**Dataset excerpts**
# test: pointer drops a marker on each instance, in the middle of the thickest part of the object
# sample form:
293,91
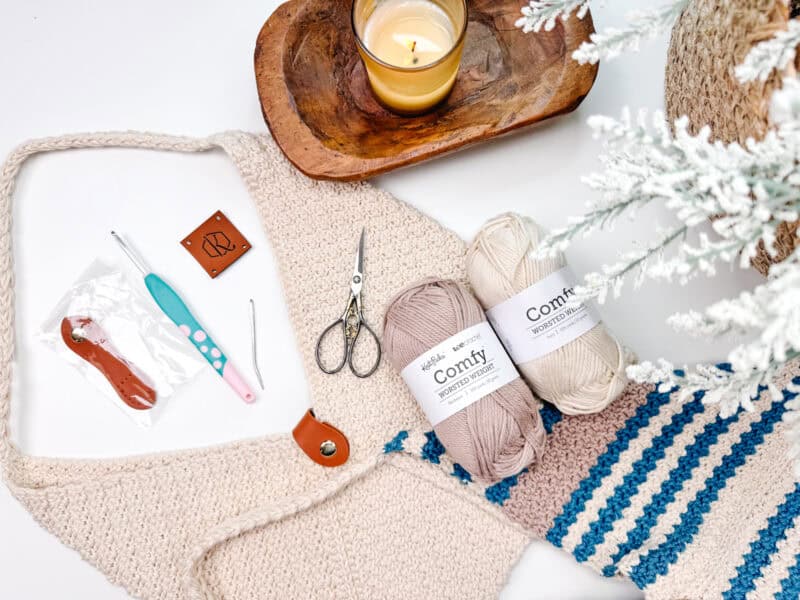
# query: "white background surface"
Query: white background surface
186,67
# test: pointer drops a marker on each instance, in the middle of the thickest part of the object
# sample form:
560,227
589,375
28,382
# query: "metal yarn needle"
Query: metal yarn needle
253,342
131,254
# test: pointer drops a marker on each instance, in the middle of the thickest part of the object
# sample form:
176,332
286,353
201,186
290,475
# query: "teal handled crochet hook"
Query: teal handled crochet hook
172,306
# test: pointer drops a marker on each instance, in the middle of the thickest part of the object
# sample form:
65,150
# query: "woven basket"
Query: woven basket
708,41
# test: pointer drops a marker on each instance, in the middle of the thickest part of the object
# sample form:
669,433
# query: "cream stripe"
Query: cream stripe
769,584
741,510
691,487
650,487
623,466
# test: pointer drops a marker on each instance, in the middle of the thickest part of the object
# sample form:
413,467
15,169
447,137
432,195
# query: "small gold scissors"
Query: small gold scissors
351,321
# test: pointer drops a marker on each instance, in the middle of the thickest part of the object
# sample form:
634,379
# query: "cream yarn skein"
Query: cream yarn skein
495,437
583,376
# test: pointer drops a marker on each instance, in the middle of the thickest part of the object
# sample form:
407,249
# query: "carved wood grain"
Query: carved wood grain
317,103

**What you need to do**
All of the records need repeating exactly, except for the pictures.

**Answer**
# test: pointer drops a marker on each instance, in the middle of the thickest part of the object
# sample form:
293,91
# query: "white background surface"
Query: white background surface
186,67
# test: pointer drops a marker on each instance, in the middle of the thickest part of the object
# sample form:
560,227
589,375
28,382
# query: "metal yarn needle"
Query: metal yarn needle
253,342
131,254
# test: pointer drops a marker on each instance, in the middle of the thickest part of the object
# sample form:
176,332
286,353
201,186
290,475
# query: "teal handled crochet hook"
Query: teal handled crochet hook
172,306
# test: pointer drops a marker on each instance, in the middle of the thickest part of the object
# sample form:
65,150
# query: "woven basket"
Query: woven basket
708,41
# test: pointer drops a marker on each instance, in the middle of the thickest part of the object
# sample form:
669,433
# query: "cream stripe"
Query: cream stripe
769,584
741,510
691,487
650,487
623,466
# test: pointer drops a marker on each instance, in the middle of the thickest part of the object
# sample form:
413,467
15,169
447,137
432,195
# query: "small gold scissors"
Query: small gold scissors
351,321
# test: pointer drops a marker on each instance, in the middle of the thickest part of the object
# sample form:
634,379
# query: "cream yarn skein"
Query: cream yarn skein
495,437
583,376
# test: pointer drops a marker on each instance, in the middle of the thickest part of the object
# sample form:
407,249
# query: "carved wood grain"
Query: carved wood grain
317,103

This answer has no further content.